* **Dataset extract**:
·····

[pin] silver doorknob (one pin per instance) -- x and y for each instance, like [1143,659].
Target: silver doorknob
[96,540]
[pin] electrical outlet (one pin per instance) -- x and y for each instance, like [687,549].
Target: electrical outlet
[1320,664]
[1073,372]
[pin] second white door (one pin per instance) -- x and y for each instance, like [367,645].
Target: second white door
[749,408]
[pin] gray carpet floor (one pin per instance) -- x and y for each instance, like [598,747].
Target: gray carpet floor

·····

* **Set problem**:
Can you update the data above by changing every "Target" to "Label" and leaving everything else unchanged?

* **Answer to the exercise**:
[pin] silver doorknob (one pin per instance) -- x and y for each instance, like [1143,659].
Label: silver doorknob
[96,540]
[pin] electrical outlet (one pin per instance) -- x and y for each instance, like [687,549].
Label: electrical outlet
[1320,664]
[1073,372]
[pin] second white door (one pin per instance) -- x and y for each instance, like [367,645].
Label: second white door
[749,408]
[pin] gray carpet floor (one pin per instance) -- x and y for each instance, like [598,747].
Label: gray carpet floor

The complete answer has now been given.